REQUIRED WORK: Present all of the following items as a numbered list, leaving out any blank lines.

......

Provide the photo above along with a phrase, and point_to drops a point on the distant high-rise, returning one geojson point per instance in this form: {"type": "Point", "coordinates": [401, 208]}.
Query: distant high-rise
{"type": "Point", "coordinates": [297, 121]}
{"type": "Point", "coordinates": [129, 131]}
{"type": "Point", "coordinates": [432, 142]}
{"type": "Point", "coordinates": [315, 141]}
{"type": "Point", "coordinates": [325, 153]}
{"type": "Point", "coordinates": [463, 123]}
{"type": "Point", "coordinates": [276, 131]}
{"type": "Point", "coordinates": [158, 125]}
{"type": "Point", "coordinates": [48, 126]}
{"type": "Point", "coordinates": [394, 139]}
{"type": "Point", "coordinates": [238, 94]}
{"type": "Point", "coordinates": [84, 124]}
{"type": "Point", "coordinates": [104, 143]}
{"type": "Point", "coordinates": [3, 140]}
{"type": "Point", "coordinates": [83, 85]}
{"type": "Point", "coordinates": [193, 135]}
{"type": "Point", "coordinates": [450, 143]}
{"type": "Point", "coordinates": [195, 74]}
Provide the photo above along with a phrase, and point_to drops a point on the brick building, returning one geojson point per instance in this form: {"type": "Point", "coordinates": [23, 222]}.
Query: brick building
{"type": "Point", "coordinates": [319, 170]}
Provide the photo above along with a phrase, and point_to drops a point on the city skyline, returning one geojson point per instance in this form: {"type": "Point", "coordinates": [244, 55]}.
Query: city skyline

......

OUTPUT:
1. Provide the photo above along with a phrase, and point_to drops a point on the distant high-rise, returning one geojson point per instance in this form: {"type": "Point", "coordinates": [401, 208]}.
2. Query: distant high-rise
3. {"type": "Point", "coordinates": [297, 121]}
4. {"type": "Point", "coordinates": [129, 131]}
5. {"type": "Point", "coordinates": [432, 142]}
6. {"type": "Point", "coordinates": [315, 141]}
7. {"type": "Point", "coordinates": [325, 153]}
8. {"type": "Point", "coordinates": [463, 123]}
9. {"type": "Point", "coordinates": [276, 131]}
10. {"type": "Point", "coordinates": [158, 125]}
11. {"type": "Point", "coordinates": [48, 126]}
12. {"type": "Point", "coordinates": [394, 139]}
13. {"type": "Point", "coordinates": [238, 94]}
14. {"type": "Point", "coordinates": [84, 124]}
15. {"type": "Point", "coordinates": [104, 143]}
16. {"type": "Point", "coordinates": [3, 140]}
17. {"type": "Point", "coordinates": [83, 85]}
18. {"type": "Point", "coordinates": [193, 135]}
19. {"type": "Point", "coordinates": [450, 143]}
20. {"type": "Point", "coordinates": [195, 74]}
21. Provide the photo above along with a phrase, and point_to drops a point on the brick building, returning one geojson point per instance in this form: {"type": "Point", "coordinates": [23, 222]}.
22. Query: brick building
23. {"type": "Point", "coordinates": [319, 170]}
24. Provide the photo above along with a phrase, and point_to drops a point on the city skyline, returning one geojson point per instance in this form: {"type": "Point", "coordinates": [244, 55]}.
25. Query: city skyline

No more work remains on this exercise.